Data supplied:
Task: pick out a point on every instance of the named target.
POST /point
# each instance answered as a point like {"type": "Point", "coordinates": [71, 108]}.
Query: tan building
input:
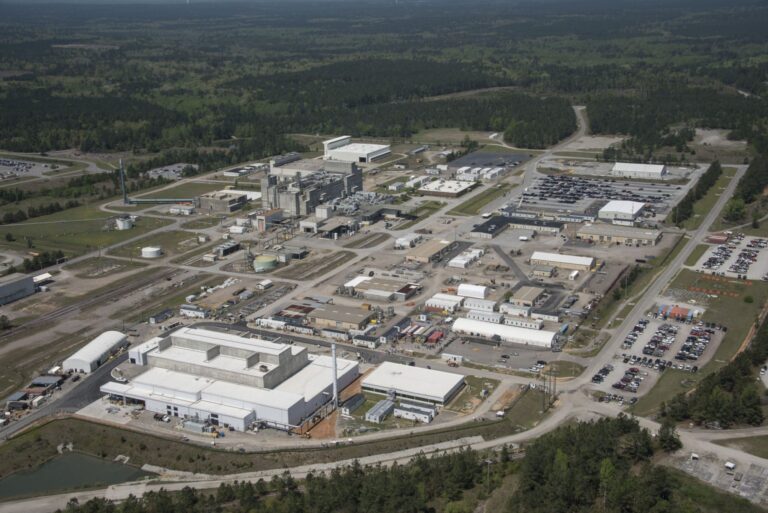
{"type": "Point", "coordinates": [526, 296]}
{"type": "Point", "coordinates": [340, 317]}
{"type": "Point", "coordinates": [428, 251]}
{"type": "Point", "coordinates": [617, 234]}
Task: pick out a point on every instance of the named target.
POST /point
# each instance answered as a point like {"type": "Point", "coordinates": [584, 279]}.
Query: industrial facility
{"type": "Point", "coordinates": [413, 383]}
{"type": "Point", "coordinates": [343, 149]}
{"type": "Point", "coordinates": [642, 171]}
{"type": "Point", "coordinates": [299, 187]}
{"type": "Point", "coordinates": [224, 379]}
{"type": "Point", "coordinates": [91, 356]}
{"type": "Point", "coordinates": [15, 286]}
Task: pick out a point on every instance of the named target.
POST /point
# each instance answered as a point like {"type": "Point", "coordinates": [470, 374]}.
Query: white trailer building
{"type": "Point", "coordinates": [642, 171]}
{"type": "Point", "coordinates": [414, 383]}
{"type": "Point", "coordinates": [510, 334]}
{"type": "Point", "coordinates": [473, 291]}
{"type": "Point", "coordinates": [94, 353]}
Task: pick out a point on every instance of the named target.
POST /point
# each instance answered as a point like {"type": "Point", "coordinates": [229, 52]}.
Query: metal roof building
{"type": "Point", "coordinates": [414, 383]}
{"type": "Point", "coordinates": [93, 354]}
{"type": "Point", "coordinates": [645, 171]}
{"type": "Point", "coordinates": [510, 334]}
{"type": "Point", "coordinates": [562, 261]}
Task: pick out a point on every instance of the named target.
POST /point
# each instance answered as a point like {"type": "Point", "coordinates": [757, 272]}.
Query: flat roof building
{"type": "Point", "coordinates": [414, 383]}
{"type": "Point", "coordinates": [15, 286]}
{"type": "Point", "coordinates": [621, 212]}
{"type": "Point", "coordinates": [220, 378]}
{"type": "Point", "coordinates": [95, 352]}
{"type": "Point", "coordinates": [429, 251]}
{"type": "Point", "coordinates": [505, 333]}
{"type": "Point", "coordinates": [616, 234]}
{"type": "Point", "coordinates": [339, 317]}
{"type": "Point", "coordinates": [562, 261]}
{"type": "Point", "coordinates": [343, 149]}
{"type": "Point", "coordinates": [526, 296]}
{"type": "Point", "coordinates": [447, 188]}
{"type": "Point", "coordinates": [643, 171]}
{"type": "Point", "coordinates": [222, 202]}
...
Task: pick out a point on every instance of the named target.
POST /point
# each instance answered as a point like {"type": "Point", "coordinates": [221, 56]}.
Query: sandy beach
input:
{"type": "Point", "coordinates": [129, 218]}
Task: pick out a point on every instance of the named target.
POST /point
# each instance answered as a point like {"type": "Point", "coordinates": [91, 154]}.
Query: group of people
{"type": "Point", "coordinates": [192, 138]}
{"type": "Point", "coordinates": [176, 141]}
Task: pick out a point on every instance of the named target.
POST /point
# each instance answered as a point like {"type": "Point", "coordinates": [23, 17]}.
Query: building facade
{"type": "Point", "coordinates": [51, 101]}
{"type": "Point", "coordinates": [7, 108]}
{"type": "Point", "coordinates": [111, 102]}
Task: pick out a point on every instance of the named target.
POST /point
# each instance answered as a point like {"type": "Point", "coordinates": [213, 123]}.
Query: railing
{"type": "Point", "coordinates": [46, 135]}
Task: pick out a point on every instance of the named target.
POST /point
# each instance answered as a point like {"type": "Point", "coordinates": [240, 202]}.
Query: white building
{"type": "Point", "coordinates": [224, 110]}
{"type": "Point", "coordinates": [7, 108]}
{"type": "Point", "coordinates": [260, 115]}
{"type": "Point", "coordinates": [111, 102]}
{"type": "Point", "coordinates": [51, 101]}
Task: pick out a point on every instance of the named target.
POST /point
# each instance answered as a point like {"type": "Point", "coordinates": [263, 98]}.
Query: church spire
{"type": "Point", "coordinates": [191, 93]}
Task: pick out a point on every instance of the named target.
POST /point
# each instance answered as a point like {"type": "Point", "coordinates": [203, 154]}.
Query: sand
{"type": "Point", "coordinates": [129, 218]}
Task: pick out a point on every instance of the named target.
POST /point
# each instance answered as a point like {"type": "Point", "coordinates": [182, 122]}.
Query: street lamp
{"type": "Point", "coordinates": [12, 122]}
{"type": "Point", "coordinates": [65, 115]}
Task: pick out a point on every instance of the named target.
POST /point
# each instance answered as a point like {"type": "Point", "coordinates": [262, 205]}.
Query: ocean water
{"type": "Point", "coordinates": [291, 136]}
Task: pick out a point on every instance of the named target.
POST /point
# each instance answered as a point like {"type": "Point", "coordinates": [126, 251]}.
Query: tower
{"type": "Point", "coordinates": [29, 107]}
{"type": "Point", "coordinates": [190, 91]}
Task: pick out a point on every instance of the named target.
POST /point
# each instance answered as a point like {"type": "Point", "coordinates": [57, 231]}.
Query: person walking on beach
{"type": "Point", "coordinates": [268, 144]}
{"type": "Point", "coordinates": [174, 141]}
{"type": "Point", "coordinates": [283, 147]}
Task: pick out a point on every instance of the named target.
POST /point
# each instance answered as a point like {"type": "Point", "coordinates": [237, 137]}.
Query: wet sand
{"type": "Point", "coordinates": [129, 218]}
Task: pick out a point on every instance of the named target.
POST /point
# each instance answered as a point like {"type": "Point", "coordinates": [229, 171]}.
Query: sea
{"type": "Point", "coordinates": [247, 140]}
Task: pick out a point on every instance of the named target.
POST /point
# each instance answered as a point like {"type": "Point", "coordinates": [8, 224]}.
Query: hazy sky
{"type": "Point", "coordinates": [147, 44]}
* * *
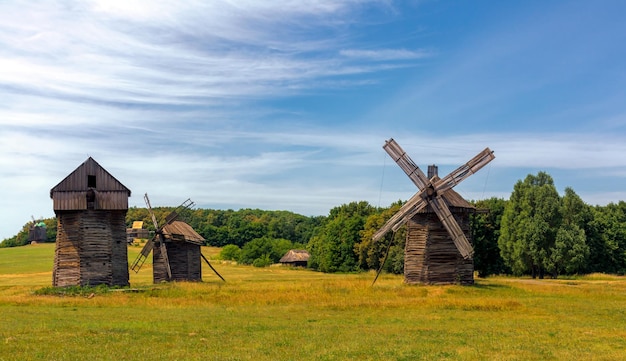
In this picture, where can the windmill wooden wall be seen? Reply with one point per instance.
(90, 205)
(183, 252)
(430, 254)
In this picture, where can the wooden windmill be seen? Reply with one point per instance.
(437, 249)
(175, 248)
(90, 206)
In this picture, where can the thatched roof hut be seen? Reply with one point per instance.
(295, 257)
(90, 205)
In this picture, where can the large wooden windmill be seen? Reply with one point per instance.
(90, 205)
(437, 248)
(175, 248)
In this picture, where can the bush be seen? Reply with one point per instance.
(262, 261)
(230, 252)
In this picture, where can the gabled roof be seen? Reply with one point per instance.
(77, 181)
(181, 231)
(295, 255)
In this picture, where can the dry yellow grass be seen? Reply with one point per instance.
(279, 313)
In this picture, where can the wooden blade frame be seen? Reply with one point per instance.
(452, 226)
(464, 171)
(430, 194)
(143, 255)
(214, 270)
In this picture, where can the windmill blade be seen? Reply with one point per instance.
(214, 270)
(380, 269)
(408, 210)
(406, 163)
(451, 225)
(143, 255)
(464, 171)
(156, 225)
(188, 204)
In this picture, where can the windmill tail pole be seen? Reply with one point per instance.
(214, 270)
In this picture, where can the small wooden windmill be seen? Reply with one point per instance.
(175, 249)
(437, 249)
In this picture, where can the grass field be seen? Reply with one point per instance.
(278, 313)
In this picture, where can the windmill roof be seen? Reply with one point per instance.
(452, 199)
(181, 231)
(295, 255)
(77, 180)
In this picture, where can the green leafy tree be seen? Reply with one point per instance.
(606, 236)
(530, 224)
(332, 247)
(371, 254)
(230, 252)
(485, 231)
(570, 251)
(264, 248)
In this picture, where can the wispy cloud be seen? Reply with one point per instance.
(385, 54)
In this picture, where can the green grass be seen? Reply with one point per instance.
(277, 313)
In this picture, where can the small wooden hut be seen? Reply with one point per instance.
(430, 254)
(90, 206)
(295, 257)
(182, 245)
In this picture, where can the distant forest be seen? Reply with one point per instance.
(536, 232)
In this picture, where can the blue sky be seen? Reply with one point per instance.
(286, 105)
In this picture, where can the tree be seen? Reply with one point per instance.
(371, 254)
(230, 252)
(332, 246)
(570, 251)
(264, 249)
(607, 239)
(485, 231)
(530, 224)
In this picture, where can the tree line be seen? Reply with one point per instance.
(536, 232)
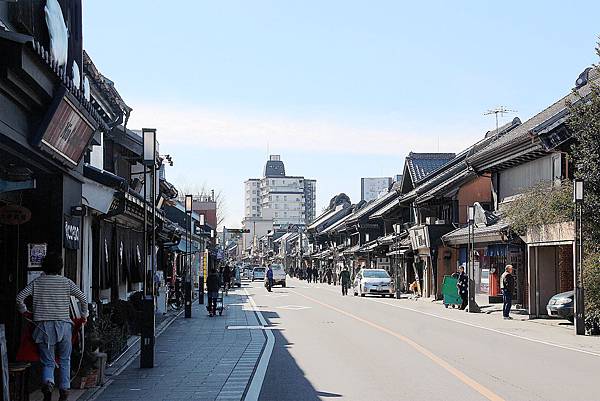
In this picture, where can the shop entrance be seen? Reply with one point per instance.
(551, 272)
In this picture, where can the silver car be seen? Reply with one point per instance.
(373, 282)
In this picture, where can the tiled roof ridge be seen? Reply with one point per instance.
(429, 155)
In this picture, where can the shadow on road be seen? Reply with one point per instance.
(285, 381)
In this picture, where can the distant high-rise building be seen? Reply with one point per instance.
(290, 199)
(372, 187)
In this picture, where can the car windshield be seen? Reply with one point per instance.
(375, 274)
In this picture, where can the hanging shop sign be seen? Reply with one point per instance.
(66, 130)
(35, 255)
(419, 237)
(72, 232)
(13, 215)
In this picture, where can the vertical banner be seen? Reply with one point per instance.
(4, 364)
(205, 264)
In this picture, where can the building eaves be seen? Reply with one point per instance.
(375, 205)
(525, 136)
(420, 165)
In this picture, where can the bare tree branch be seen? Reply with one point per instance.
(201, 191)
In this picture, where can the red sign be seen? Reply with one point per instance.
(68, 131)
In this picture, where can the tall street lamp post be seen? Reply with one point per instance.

Directive: Extract each line of the material above that contains the string "shop". The match is case-sensitive.

Full output:
In this picture, where can the shop entrance be seen? Reply with one point per instance.
In this picture, where can the hanging shop sign be seen? Reply with one point per instance.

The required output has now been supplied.